(Position identification records)

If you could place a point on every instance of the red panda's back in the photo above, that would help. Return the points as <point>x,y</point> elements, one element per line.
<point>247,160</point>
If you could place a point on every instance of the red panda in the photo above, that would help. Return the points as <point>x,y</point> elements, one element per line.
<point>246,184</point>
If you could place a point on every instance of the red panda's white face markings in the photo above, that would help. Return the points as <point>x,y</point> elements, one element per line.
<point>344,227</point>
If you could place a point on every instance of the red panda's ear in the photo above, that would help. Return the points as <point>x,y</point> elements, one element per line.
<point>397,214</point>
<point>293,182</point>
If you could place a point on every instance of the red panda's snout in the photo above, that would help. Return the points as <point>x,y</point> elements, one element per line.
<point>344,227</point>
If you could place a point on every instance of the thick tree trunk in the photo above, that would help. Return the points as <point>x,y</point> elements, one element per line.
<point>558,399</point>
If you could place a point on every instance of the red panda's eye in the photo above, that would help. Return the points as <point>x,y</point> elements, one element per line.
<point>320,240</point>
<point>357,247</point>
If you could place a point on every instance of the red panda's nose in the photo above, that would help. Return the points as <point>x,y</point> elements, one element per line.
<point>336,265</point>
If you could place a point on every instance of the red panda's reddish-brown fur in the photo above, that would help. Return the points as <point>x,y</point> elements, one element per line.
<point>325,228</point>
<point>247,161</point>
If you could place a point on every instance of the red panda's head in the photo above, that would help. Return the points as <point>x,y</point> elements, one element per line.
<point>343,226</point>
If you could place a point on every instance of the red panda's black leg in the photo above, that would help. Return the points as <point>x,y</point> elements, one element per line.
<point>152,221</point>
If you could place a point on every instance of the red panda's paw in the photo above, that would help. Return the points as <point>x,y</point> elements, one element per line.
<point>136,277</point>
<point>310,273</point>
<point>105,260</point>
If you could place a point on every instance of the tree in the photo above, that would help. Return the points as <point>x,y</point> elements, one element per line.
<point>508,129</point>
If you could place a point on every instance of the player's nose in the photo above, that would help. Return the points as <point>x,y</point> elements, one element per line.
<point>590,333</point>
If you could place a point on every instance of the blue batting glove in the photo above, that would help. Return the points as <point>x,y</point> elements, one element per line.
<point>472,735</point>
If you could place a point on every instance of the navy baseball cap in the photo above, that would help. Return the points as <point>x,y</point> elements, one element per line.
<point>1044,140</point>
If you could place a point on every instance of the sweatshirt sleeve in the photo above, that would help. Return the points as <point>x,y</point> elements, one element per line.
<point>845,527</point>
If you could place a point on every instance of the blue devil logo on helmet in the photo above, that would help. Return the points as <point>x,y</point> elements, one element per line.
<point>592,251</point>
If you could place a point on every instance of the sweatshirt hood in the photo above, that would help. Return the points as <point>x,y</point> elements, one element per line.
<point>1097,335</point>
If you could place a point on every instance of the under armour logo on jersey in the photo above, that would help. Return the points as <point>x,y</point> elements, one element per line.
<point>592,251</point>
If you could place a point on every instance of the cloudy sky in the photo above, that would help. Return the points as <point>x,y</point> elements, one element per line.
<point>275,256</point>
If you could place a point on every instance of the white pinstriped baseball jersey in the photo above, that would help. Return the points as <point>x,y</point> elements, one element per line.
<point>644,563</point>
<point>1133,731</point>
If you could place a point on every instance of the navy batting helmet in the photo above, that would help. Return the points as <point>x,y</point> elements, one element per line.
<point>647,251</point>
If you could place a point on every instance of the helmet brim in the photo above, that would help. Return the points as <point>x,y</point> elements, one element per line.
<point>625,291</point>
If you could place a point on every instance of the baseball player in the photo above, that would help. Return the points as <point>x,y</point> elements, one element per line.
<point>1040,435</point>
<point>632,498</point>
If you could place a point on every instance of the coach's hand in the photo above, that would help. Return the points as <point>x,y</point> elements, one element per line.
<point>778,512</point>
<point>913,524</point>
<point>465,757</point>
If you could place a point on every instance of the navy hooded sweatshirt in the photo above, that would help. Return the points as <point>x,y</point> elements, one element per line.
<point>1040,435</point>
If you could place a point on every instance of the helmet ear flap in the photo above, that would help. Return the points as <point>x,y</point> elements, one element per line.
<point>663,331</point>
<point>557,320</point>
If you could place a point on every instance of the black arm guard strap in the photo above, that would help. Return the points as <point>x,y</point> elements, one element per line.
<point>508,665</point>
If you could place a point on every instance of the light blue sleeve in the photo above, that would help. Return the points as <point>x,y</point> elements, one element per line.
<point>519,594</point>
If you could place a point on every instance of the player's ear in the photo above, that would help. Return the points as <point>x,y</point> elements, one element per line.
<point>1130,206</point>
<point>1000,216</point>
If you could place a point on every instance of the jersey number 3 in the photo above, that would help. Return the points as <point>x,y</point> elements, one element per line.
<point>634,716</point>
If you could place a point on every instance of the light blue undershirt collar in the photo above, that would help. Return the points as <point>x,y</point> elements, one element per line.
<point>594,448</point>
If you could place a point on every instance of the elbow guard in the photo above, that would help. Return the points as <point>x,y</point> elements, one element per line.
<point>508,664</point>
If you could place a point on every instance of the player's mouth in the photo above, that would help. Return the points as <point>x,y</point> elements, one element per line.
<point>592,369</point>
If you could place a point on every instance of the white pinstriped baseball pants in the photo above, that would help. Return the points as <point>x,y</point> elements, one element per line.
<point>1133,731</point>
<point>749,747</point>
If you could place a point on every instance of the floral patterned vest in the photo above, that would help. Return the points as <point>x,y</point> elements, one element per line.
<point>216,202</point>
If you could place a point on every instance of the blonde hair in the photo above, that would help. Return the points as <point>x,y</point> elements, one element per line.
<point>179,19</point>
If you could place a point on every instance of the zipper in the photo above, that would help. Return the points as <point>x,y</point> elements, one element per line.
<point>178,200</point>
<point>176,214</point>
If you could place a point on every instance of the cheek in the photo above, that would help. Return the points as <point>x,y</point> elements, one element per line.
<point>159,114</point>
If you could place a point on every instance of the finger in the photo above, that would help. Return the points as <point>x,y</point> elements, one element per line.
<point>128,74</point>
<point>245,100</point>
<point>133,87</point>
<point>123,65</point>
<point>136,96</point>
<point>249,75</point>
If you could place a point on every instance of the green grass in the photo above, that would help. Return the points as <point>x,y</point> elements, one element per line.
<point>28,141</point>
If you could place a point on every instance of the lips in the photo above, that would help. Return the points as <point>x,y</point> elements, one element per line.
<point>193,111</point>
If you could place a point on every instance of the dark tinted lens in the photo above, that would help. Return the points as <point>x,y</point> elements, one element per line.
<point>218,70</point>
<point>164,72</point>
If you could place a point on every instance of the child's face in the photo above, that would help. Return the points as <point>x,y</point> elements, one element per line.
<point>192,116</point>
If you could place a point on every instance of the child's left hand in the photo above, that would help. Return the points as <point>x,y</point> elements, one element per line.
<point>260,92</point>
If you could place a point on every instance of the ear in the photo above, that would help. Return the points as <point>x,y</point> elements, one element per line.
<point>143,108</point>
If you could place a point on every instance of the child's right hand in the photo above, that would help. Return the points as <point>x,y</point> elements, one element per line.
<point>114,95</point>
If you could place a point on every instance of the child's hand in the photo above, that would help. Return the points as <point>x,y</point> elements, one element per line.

▶ _Exercise objective_: Copy out all of the lines above again, word for word, without changing anything.

▶ _Result of the task_:
If you could place a point on every instance of the red panda's back in the photo above, that would help. Return the points as <point>x,y</point> elements, one element per line.
<point>247,160</point>
If you could place a point on every instance of the red panda in the photo above, that would help. Return the points as <point>x,y</point> elements, one element per line.
<point>246,184</point>
If you could place a point on every instance of the red panda's white face markings in the photo above, that would help. Return the points as <point>x,y</point> elements, one element per line.
<point>344,227</point>
If you could place a point on every instance of the red panda's ear in the photo above, that would help. Return the points as <point>x,y</point> elements, one element per line.
<point>397,214</point>
<point>293,182</point>
If you could place a point on every instance of the red panda's snout in the photo above, that would help. Return the points as <point>x,y</point> elements, one element per line.
<point>344,227</point>
If you could place a point on every instance of the thick tree trunk in the photo above, that would help. Return the points as <point>x,y</point> elements, one element per line.
<point>558,399</point>
If you could place a point on every instance of the red panda's eye in the photo above, that would help. Return the points as <point>x,y</point> elements, one element per line.
<point>320,240</point>
<point>357,247</point>
If you could place a point on every instance of the red panda's nose in the photo above, that would help. Return the points as <point>x,y</point> elements, one element per line.
<point>336,265</point>
If you could place a point on every instance of the red panda's reddish-brown fur in the photo above, that would help. Return the points as <point>x,y</point> elements, one element per line.
<point>325,228</point>
<point>247,161</point>
If you could place a point on every instance of the red panda's head in the photo above, that would help. Return the points as <point>x,y</point> elements, one element per line.
<point>343,226</point>
If you could place a point on every instance of the red panda's black leg in the photo above, that would help. Return the points as <point>x,y</point> elements, one element per line.
<point>152,221</point>
If you could place a point on every instance of the red panda's paw in the photo above, that would help. Return the points as <point>x,y</point> elements, one element per line.
<point>136,277</point>
<point>310,273</point>
<point>105,260</point>
If you could place a point on every instance of the tree in the photo above, that would help. Return the points as <point>x,y</point> elements, one element per line.
<point>508,129</point>
If you could place a point on every instance of the player's nose in the photo above, that would help. Return the points as <point>x,y</point> elements, one element per line.
<point>590,333</point>
If you could place a point on every instance of the blue batting glove in the photo above, that would help. Return the points as <point>x,y</point> elements, one element per line.
<point>472,735</point>
If you could place a point on every instance of the navy baseball cap in the photo above, that would help. Return the points as <point>x,y</point> elements, one element per line.
<point>1044,140</point>
If you could place a point on every instance of the sweatshirt sleeve in the photo above, that would help. Return the points as <point>x,y</point> elements, one element per line.
<point>845,527</point>
If you could place a point on every instance of the blue devil logo on helmet in the photo above, that would help. Return the points as <point>x,y</point> elements, one element per line.
<point>592,251</point>
If you could place a point on every instance of the sweatshirt hood in the photo above, that would help. Return the points as <point>x,y</point> elements, one element per line.
<point>1097,335</point>
If you could place a point on every instance of the under armour logo on jersey in the photo above, that would help. Return the points as <point>x,y</point> elements, one element per line.
<point>592,251</point>
If you could place a point on every instance of the cloudy sky in the photo above, that would help. Return the points as <point>x,y</point> elements, one element per line.
<point>275,256</point>
If you could place a point on every instance of the white pinstriped baseball jersey in the photo above, that would help. Return the points as <point>x,y</point> elements, one element per line.
<point>644,563</point>
<point>1133,731</point>
If you could place a point on every instance of the navy batting helmet in the photo above, that would help. Return the points as <point>x,y</point> elements, one element per line.
<point>647,251</point>
If you could place a point on every instance of the helmet brim in the photo above, that would help. Return the points as <point>x,y</point> elements, one element per line.
<point>625,291</point>
If you could place a point on every instance of the baseball player in the photo above, that would help. Return the points as <point>x,y</point> elements, one element per line.
<point>1040,435</point>
<point>632,498</point>
If you could place a point on every instance of the coach's hand in the photo above, that would help. Return the points as <point>x,y</point> elements, one element per line.
<point>778,512</point>
<point>913,524</point>
<point>465,757</point>
If you could place a point on every instance of the navy hooded sweatshirt in the photo above, that would help. Return the points as <point>x,y</point> elements, one element per line.
<point>1040,435</point>
If you could place a point on every instance of the helmet ear flap in the photo above, that would help. Return the points as <point>x,y</point> elements, one element per line.
<point>663,331</point>
<point>557,320</point>
If you could place a point on every instance of the black arm guard strap in the photo above, that would help. Return the points as <point>x,y</point> elements, one element per line.
<point>508,665</point>
If you could place a point on every instance of the light blue sleeve in the photo above, that would help. Return the points as <point>x,y</point> elements, one element per line.
<point>519,594</point>
If you could place a point on every instance of the player's ear in the photo above, that would help. Return the points as <point>x,y</point> elements, one element per line.
<point>1130,206</point>
<point>1000,216</point>
If you could place a point on every instance of the jersey number 3 in the photo above, that would help. Return the points as <point>x,y</point> elements, one element per line.
<point>634,716</point>
If you could place a point on every instance of the light blue undershirt collar in the photo above, that would help. Return the points as <point>x,y</point> elements, one element per line.
<point>594,448</point>
If you could place a point on every instance of the elbow guard in the photo above, that would help. Return the points as <point>x,y</point> elements, one element per line.
<point>508,664</point>
If you could place a point on every instance of the player's mouth in the photo above, that would help. Return the points as <point>x,y</point> elements, one element per line.
<point>592,369</point>
If you could place a point on every instance of the white pinstriped baseball pants in the photo above, that would help. Return the points as <point>x,y</point> elements, one element per line.
<point>1133,731</point>
<point>749,747</point>
If you could place a point on every instance of the floral patterned vest in the photo above, that would help. Return the points as <point>x,y</point> elements, one element per line.
<point>216,202</point>
If you could place a point on every instance of the blonde hair in the photo above, that would help. Return the points as <point>x,y</point> elements, one element per line.
<point>179,19</point>
If you could place a point on every instance of the zipper in the photo above, that would help. Return the points as <point>x,y</point> elements, one element per line.
<point>178,200</point>
<point>176,214</point>
If you could place a point on every instance of the cheek in the photo above, that would help. Return the points as <point>x,y</point> elements, one element per line.
<point>159,114</point>
If you could place a point on every instance of the finger in the photo above, that would help. Return the points as <point>x,y</point> elements, one element per line.
<point>128,74</point>
<point>245,100</point>
<point>133,87</point>
<point>123,65</point>
<point>136,96</point>
<point>249,75</point>
If you could place a point on every instance of the green grass in the photo above, that would help. Return the points as <point>x,y</point> elements, one element per line.
<point>28,141</point>
If you could place a point on every instance of the lips in the photo above, that would help. Return the points as <point>x,y</point> elements, one element per line.
<point>193,111</point>
If you could place a point on every instance of the dark tinted lens in the photo above, that would help. Return the points as <point>x,y</point> elements, one element per line.
<point>218,70</point>
<point>164,72</point>
If you could place a point on every instance of the child's face in the photo above, that would help. Return the points as <point>x,y</point> elements, one element per line.
<point>192,116</point>
If you could place a point on every instance of the child's left hand in the photo above, that would help. Return the points as <point>x,y</point> elements, one element per line.
<point>260,92</point>
If you could place a point on every instance of the ear in the photo above, that would help. Return the points as <point>x,y</point> elements, one element per line.
<point>143,108</point>
If you could place a point on every instance of the child's right hand in the photo above, that would help. Return the points as <point>x,y</point> elements, one element per line.
<point>114,95</point>
If you could place a point on every instance of the child's hand in the photo above, that would help. Return the points as <point>x,y</point> elements, one element per line.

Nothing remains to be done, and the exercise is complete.